-- Start of EXCERPTED PASSAGE --

[Oberon] RISC5 implementation issues.

Walter Gallegos walter at waltergallegos.com
Wed Feb 24 18:46:28 CET 2016


Apologies, Spanish typo in my post.  "de" => "the".

El 2016-02-24 a las 11:07, Walter Gallegos escribió:
>
> DCM #(.CLKFX_MULTIPLY(3), .CLKIN_DIVIDE_BY_2("TRUE"), 
> .CLKIN_PERIOD(20.000))
>   dcm(.*CLKIN(CLK50M)*, .CLKFB(clk), .RST(1'b0), .PSEN(1'b0),
>       .PSINCDEC(1'b0), .PSCLK(1'b0), .DSSEN(1'b0), .CLKFX(pclk), 
> .*CLK0(clk)*,
>       .CLK90(clk90));
>
> clk = CLK0 = CLKIN = CLK50M.  Can this version of RISC5 run at 50MHZ 
> as is ?
>
> Here my simulation using de Cypress SRAM VHDL simulation model with 
> ALDEC simulator.
>
> Label : "Potential Issue", If you read the SRAM and - in the next clk 
> cycle - try to write the same SRAM data bus we could wait some ns of 
> bus contention at this point.
> If RISC5 can read then write in consecutive clk cycles the issue is 
> easy worked capturing de SRAM data with 90° clock rising_edge and 
> releasing oen soon.
> Important note : This functional simple test bench do not take in 
> count internal RISC5 timing issues.
>
> Question to RISC5 fathers and adopters : Someone build an "official"

-- End of EXCERPTED PASSAGE --
-- Start of RAW DATA --

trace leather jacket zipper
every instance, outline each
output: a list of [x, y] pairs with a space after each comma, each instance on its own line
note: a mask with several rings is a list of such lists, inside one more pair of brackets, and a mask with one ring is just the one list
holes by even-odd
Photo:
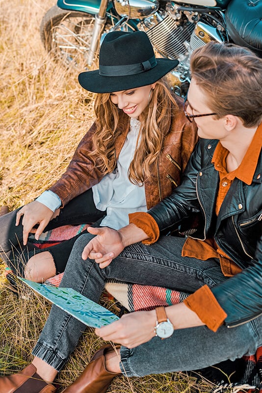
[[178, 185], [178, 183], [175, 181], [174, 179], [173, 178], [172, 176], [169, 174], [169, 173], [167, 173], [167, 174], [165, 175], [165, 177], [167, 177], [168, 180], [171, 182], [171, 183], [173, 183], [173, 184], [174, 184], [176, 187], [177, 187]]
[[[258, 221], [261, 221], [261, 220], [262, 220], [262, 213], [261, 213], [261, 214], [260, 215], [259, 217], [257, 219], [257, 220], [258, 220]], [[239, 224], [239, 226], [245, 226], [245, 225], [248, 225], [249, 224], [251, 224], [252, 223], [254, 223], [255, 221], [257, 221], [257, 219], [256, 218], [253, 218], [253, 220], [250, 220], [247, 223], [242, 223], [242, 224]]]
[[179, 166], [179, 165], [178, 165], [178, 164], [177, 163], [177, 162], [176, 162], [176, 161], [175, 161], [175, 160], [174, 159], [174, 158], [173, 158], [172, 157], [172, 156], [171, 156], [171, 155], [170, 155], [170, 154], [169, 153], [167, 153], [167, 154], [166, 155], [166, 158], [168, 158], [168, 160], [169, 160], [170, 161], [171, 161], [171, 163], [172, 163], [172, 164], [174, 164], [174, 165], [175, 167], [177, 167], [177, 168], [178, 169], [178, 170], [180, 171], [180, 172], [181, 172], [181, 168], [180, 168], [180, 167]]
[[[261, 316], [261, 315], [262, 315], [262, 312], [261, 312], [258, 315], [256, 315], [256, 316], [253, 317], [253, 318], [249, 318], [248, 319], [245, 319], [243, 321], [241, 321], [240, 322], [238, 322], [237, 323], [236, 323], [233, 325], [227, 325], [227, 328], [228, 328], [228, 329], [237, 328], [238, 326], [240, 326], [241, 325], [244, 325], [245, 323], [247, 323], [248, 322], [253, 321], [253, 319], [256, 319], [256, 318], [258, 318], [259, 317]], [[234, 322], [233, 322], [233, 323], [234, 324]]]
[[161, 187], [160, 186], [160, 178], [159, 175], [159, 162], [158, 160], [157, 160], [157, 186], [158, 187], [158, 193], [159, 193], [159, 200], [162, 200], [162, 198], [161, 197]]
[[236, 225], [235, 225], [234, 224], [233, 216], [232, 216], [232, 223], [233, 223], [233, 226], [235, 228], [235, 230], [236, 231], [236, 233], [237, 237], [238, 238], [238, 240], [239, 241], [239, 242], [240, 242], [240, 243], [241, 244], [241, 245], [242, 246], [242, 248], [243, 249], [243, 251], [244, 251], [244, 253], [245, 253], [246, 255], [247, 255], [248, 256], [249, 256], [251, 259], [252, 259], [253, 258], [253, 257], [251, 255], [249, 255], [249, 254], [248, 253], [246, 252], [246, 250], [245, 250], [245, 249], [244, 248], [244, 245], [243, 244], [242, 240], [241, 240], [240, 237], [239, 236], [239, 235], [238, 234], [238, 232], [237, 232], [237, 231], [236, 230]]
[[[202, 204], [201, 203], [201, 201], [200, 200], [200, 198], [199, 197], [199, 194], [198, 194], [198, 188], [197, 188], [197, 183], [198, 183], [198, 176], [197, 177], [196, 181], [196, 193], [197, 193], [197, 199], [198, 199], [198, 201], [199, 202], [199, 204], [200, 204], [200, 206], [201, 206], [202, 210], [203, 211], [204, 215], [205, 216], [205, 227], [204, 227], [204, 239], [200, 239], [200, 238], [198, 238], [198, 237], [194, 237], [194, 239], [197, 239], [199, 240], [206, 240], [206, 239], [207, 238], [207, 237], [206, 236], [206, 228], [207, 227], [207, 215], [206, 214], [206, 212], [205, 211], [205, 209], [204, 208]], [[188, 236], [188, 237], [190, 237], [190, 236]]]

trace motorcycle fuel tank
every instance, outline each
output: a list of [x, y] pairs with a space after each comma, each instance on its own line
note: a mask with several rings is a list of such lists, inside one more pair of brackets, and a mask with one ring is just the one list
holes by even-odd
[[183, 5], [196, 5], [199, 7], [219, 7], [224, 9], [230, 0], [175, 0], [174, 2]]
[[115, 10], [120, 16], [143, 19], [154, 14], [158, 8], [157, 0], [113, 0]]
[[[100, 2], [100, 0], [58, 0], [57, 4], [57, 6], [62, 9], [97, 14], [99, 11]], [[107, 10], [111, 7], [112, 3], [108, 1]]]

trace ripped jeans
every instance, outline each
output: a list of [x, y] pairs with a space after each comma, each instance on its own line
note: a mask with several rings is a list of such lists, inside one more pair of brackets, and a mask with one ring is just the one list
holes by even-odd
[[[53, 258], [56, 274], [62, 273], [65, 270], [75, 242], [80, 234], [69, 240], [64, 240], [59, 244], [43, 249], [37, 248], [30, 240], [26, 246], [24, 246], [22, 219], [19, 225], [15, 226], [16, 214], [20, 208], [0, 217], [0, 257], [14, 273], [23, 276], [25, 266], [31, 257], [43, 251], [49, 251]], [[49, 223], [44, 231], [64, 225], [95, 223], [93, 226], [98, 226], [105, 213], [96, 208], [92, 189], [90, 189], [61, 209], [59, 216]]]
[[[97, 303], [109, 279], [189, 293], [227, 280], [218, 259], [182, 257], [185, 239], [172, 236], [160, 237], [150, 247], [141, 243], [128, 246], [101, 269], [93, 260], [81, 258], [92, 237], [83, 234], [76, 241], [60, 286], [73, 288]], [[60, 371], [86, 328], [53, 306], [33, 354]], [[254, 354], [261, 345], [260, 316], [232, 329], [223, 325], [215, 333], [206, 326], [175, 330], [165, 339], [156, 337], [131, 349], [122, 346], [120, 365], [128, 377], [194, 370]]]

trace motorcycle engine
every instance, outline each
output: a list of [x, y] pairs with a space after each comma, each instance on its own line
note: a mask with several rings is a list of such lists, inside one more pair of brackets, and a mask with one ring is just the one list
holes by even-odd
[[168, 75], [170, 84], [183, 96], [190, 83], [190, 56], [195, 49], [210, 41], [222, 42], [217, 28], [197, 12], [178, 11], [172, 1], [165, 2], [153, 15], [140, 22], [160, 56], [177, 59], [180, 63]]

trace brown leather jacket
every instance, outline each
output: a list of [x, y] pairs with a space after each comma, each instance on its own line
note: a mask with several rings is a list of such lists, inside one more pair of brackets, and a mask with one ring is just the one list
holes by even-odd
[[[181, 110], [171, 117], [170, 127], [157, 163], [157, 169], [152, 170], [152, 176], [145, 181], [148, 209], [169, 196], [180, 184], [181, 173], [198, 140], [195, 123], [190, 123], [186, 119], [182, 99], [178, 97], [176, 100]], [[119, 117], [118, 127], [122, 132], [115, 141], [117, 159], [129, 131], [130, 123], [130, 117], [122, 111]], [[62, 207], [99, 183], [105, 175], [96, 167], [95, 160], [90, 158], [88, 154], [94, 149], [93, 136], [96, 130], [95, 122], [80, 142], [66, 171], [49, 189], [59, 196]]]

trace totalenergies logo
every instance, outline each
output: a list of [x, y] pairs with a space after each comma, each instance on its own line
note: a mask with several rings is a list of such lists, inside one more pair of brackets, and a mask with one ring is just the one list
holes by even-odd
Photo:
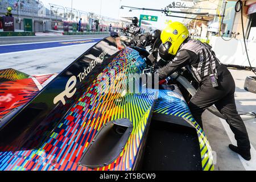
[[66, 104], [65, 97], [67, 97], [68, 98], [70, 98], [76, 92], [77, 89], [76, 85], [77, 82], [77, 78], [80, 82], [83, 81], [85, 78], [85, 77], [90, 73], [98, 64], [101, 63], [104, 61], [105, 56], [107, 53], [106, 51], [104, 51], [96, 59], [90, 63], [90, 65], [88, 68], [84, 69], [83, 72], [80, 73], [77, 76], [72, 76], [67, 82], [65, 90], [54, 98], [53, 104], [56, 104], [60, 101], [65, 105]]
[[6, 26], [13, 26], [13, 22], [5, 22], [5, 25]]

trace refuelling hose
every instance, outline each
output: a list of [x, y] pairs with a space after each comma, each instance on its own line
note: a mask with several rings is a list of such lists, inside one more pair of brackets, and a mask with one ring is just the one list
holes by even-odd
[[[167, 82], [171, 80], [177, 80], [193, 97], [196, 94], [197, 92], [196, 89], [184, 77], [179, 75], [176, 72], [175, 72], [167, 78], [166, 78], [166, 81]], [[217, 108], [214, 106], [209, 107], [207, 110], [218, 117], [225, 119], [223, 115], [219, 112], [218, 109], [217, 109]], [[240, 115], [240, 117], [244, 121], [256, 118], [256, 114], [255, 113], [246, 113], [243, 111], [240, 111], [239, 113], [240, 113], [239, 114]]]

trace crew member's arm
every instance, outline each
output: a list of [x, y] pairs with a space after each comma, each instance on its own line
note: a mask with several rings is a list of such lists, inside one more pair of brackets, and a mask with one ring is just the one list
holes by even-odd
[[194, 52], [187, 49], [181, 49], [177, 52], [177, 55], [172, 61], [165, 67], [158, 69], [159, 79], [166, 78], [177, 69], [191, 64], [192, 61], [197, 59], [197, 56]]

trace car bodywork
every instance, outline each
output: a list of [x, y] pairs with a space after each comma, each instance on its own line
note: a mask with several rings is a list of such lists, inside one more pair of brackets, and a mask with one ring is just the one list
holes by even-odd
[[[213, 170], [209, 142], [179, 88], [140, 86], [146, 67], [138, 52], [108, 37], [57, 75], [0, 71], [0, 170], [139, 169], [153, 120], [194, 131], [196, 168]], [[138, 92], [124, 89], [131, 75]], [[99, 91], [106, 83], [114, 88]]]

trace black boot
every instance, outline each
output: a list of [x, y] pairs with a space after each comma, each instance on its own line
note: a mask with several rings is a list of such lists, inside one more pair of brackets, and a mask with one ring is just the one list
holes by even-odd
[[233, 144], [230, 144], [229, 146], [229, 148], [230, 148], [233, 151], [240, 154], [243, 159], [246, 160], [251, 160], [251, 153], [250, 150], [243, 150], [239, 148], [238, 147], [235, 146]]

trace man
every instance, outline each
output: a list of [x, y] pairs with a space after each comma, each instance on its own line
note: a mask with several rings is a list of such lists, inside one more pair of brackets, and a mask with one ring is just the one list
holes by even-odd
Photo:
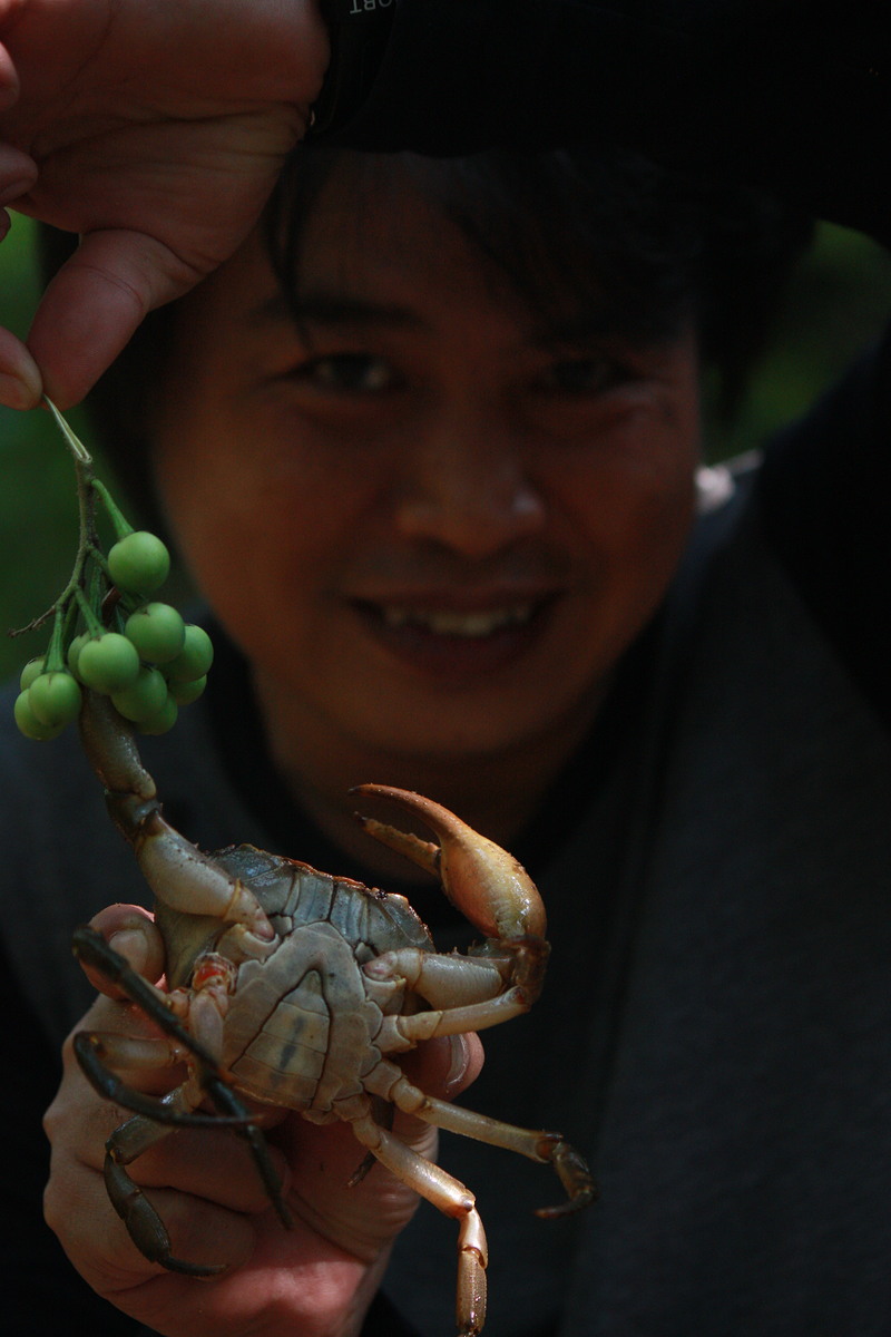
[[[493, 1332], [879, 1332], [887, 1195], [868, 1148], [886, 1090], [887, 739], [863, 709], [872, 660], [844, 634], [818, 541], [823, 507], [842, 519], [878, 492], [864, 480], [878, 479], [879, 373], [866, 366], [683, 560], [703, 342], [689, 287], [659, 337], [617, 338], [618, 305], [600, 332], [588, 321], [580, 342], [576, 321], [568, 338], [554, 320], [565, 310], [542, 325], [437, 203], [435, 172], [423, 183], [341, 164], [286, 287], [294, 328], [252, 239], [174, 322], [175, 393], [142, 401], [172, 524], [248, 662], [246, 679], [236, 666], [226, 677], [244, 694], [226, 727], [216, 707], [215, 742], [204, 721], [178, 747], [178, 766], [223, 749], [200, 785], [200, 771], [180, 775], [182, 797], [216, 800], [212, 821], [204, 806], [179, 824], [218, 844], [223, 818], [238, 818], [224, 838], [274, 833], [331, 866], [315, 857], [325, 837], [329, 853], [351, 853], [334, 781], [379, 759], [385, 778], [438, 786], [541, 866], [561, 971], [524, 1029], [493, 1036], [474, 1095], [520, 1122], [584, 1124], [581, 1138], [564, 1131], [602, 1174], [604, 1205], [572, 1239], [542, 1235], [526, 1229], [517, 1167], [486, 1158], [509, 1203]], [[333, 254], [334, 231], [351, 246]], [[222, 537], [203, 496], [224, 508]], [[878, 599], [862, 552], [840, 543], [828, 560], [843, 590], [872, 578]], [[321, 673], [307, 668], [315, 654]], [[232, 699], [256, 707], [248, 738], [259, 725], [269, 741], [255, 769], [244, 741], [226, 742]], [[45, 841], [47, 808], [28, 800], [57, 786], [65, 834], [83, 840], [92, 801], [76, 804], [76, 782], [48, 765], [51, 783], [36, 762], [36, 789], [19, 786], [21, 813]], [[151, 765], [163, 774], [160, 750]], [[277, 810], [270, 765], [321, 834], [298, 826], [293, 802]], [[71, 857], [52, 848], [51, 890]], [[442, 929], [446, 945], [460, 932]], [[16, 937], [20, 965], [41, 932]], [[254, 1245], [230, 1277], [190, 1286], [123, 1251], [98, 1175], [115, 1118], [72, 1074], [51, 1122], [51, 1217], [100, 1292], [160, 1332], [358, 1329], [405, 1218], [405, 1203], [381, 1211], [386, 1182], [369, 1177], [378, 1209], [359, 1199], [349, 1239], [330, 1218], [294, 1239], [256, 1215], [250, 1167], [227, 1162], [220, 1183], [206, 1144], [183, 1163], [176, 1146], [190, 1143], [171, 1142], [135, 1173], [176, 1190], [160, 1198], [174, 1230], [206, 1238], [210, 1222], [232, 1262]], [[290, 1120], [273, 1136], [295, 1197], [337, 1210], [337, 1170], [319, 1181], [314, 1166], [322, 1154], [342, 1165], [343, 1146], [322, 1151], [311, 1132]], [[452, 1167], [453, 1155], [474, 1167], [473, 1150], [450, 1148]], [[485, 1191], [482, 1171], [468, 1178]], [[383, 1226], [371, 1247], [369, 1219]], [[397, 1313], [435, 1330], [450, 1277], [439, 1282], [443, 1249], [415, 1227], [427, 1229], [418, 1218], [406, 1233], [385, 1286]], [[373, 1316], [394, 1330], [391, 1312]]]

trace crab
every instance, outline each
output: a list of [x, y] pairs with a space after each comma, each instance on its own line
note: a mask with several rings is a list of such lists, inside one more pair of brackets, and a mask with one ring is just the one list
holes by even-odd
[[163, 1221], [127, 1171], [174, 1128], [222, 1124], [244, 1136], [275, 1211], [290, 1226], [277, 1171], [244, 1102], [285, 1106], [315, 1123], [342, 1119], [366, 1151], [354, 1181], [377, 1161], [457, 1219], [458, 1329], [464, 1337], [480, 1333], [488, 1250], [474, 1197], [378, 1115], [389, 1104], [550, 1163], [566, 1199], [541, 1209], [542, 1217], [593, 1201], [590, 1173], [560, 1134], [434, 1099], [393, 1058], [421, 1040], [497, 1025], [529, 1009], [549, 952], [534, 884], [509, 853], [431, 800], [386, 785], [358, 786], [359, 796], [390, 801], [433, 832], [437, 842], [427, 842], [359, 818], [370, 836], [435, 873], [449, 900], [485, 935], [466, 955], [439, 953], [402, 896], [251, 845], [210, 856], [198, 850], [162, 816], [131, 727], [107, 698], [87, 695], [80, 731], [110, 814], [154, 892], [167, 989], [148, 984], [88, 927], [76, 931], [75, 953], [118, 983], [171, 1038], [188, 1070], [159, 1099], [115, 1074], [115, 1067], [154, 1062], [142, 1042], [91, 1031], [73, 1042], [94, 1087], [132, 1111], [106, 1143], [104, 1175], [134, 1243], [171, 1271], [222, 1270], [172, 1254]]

-- End of RAW DATA --

OBJECTIVE - Which DCM ports in the RISC5 post are tied to the constant 1'b0? Rely only on the RISC5 post, not on the entries.

OUTPUT FOR THIS EXERCISE - RST, PSEN, PSINCDEC, PSCLK, DSSEN